## [EXERCISE TEXT]
──────────────────────────────
Professionals who work with people are educated over and over again about the concept of “burn-out” and how to avoid it. The problem with watching out for burn-out is that some professionals (myself included) skip burn-out and go straight to melt-down. Burn-out is harmful to health and may eventually (gradually) lead to career damage. Melt-down, however, is so sudden and explosive it can lead to instant damage to careers and personal damage (emotionally and physically).
How can one prevent melt-down? How is it possible to anticipate going from “I love my job, isn’t this fun” to “I’m quitting my job, leaving my family, and joining a commune” in a seemingly split second. While melt-down may not happen often (once in 3 years) the damage can undo three years of professional growth and reputation. The best advice I can give is to build in self-care in your day to day (and year to year) life (professionally and personally) and schedule self-care as mandatory not optional. For me, it’s forcing myself to take extended time off on a specific calendar time frame whether I want to or not.
──────────────────────────────
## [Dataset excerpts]
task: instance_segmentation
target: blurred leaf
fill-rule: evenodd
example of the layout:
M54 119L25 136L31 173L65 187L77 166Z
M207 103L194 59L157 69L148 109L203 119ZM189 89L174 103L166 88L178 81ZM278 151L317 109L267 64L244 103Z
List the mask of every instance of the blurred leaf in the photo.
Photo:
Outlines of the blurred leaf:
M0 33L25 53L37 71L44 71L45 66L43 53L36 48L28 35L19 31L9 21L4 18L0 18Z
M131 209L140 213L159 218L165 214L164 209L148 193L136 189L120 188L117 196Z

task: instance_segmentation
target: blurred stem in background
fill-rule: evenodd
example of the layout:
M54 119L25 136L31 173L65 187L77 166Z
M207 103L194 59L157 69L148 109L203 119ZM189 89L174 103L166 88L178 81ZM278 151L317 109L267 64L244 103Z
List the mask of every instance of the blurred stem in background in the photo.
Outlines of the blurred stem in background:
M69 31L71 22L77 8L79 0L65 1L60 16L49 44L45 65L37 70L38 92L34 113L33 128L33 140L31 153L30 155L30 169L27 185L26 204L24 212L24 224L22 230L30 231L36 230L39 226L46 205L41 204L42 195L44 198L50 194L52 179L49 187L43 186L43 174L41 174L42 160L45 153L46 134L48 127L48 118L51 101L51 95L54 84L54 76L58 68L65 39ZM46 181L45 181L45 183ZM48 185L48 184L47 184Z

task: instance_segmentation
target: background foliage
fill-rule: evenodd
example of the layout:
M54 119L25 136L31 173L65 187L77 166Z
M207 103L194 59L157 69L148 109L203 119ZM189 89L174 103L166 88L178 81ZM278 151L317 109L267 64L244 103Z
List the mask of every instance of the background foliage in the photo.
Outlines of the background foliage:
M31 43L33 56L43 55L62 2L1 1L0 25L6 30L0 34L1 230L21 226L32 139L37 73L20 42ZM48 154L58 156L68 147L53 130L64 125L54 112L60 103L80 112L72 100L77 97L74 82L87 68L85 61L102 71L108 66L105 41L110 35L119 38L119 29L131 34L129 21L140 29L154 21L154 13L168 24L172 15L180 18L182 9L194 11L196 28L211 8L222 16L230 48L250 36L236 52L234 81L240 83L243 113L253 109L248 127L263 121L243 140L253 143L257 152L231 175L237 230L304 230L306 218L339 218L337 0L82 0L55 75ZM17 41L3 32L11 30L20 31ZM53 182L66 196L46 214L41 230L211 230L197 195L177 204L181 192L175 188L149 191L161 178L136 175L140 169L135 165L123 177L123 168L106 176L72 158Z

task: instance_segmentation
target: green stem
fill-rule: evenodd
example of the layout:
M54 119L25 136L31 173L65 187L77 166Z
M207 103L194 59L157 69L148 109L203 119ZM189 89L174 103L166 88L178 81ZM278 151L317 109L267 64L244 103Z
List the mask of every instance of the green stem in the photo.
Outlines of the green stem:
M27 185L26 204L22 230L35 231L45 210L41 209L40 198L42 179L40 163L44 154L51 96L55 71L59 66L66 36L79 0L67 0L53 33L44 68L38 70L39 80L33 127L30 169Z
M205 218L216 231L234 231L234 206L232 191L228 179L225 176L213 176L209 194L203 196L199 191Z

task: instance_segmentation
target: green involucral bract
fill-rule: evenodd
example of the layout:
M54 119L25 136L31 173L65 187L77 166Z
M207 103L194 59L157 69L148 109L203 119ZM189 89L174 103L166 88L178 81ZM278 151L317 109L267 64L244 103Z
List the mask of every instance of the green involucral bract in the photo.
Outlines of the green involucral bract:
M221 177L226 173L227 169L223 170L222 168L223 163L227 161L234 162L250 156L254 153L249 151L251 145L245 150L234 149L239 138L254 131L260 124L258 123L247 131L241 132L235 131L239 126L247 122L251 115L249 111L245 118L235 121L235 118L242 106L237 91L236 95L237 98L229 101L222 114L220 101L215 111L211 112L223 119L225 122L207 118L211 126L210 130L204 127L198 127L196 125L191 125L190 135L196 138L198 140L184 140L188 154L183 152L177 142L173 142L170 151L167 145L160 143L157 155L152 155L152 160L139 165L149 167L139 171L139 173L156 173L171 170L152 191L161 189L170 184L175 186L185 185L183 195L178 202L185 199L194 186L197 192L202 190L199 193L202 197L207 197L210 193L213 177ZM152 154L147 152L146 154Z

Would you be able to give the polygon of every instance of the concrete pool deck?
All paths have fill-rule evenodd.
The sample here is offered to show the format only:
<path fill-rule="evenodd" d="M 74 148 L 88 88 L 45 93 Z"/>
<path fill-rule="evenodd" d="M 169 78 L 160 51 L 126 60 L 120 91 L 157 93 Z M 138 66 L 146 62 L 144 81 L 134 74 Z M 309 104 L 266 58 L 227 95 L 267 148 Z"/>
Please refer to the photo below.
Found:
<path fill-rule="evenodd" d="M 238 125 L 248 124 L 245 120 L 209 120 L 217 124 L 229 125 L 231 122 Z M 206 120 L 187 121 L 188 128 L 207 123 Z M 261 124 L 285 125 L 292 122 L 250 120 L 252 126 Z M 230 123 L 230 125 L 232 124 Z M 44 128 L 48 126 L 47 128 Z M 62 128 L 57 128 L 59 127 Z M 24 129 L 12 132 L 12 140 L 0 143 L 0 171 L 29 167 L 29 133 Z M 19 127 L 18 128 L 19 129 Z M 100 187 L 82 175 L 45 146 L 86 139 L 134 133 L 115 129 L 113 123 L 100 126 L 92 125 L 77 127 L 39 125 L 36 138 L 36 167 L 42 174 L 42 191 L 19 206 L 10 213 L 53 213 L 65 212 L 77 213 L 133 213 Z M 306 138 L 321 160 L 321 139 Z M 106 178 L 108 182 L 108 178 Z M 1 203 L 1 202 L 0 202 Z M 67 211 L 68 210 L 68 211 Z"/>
──────────────────────────────
## [DESCRIPTION OF THE TASK]
From the text on burn-out and melt-down, retype the passage from "How can one" to "want to or not." word for word. Rely only on the text about burn-out and melt-down.

## [WORKED SOLUTION]
How can one prevent melt-down? How is it possible to anticipate going from “I love my job, isn’t this fun” to “I’m quitting my job, leaving my family, and joining a commune” in a seemingly split second. While melt-down may not happen often (once in 3 years) the damage can undo three years of professional growth and reputation. The best advice I can give is to build in self-care in your day to day (and year to year) life (professionally and personally) and schedule self-care as mandatory not optional. For me, it’s forcing myself to take extended time off on a specific calendar time frame whether I want to or not.